> **Your assignment**:
All lines from the one containing "Could you indicate the bare" to the end of the material are to be given again exactly; leave out every line before it.

= = =

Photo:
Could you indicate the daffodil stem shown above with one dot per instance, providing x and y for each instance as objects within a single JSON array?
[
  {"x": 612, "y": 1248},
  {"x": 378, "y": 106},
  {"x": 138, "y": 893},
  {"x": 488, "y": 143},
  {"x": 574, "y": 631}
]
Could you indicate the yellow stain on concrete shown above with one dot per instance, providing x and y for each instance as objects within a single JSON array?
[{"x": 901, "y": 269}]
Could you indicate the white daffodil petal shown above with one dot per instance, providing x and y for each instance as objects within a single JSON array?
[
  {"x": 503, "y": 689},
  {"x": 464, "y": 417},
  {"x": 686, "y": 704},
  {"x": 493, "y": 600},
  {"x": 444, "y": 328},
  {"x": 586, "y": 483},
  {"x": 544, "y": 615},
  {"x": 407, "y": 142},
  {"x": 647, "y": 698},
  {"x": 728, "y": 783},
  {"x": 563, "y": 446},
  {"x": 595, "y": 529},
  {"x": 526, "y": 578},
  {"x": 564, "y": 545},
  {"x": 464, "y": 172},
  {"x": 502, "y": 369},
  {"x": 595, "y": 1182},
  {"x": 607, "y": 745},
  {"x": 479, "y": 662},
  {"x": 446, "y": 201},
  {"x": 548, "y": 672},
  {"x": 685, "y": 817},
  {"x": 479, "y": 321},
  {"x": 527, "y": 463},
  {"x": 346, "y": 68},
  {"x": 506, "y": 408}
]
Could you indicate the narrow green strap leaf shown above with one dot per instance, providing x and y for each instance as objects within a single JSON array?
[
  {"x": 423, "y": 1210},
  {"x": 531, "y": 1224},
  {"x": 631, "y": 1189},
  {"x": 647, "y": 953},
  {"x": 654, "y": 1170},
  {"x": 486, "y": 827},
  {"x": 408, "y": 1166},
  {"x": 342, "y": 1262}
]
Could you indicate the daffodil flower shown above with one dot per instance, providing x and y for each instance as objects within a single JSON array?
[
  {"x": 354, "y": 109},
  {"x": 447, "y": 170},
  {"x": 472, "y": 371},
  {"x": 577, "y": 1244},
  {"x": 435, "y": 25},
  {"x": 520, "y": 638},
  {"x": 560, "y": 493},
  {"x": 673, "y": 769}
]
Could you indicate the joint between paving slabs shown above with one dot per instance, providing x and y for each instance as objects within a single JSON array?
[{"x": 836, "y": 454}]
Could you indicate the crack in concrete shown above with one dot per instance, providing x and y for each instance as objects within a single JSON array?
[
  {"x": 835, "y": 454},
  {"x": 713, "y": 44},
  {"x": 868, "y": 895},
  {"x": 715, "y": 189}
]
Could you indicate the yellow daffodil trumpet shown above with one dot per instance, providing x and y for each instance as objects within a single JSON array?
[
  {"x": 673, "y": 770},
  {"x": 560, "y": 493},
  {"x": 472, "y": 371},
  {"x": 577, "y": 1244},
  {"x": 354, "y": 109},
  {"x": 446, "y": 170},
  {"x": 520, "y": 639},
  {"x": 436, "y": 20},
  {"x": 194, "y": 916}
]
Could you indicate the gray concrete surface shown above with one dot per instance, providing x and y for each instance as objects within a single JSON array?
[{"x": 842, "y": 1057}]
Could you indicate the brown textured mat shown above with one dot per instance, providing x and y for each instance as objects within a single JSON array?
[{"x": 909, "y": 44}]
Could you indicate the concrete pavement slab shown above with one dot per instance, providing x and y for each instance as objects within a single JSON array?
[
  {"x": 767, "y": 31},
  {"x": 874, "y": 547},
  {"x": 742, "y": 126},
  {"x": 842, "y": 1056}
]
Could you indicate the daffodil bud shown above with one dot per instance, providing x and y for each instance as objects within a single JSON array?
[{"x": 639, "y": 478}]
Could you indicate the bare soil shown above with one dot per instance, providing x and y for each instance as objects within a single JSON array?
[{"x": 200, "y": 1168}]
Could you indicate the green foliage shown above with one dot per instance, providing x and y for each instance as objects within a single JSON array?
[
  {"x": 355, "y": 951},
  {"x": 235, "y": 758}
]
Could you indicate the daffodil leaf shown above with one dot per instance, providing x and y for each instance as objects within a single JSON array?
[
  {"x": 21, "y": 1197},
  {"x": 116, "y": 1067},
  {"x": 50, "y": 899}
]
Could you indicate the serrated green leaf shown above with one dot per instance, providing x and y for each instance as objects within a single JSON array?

= = =

> **Answer space**:
Could you indicate the bare soil shown above with one dot per instance, providing x and y for each instance as objects within a single JSON array?
[{"x": 200, "y": 1168}]
Could you indicate the green foliage shown above with one dot per instance, providing x and y for each instance as objects within a single JSON array?
[
  {"x": 355, "y": 951},
  {"x": 235, "y": 758}
]
Could you indicate the daffodil leaf shown above with one dot per instance, providing x and y for each instance as objects within a single JSON array?
[
  {"x": 21, "y": 1197},
  {"x": 116, "y": 1067},
  {"x": 50, "y": 899}
]
Could you indicate the serrated green leaf shown above with one dot per instance, providing x and y for each instance as objects within a single JSON array?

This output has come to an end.